> [Assignment]:
Look below for the line with "the tree trunk" and the line with "the distant ridge"; repeat exactly those two lines and all lines between them, but no pictures.

> [Records shown]:
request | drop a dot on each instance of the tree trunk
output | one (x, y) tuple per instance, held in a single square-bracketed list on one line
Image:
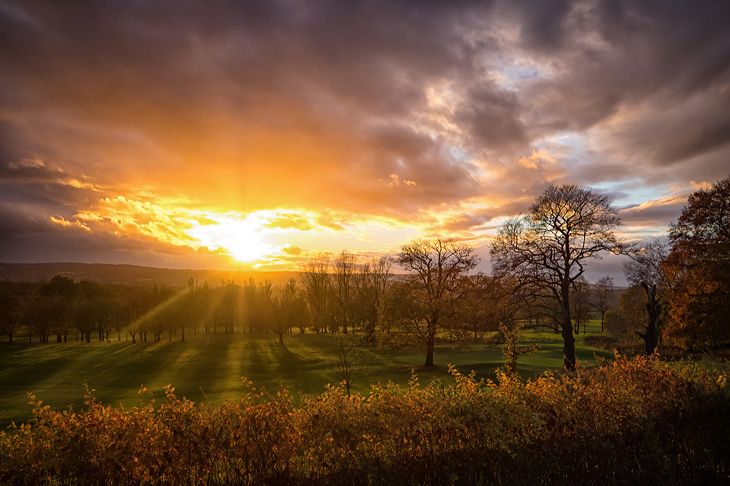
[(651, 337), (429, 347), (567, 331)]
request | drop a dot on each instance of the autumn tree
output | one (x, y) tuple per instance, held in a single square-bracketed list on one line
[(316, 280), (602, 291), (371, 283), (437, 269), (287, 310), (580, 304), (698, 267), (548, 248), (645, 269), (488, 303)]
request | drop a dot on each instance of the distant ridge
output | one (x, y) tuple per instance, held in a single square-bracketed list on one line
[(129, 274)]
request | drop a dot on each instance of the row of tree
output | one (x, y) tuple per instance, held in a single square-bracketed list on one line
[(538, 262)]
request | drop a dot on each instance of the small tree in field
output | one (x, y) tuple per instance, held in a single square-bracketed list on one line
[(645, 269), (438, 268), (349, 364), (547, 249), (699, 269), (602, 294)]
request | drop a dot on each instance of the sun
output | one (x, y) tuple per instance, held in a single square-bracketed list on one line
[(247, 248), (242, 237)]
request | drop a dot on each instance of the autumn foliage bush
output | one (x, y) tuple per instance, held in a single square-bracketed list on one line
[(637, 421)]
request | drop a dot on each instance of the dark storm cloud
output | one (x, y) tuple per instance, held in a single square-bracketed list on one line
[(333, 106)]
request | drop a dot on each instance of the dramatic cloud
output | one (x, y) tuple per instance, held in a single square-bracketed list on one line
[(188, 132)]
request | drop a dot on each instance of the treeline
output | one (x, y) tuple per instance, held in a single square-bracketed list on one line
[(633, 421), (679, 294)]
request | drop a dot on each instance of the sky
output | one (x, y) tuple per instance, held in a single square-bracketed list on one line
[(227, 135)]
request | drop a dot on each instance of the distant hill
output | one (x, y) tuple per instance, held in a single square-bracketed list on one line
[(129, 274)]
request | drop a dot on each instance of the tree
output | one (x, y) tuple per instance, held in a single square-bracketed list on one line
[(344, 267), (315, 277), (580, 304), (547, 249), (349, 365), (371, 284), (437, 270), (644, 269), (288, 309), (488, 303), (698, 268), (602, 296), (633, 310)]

...

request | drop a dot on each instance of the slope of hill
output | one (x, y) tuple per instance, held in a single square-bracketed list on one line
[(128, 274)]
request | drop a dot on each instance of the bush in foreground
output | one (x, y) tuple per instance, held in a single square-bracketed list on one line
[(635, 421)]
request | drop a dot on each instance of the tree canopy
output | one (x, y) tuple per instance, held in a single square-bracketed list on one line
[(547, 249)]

> [Response to the exercise]:
request | drop a dot on each instance of the tree trunk
output | one (x, y) tuple per instance, held in a single square-bracketed list on one line
Image:
[(651, 337), (429, 347), (567, 331)]
request | drop a dot on each instance of the autumn tree
output | one (x, y) tuple per instance, held in a single square-bracketed list on one line
[(316, 280), (602, 291), (371, 283), (437, 269), (287, 310), (580, 304), (698, 267), (548, 248), (645, 269), (488, 303)]
request | drop a dot on each instance of the distant ridge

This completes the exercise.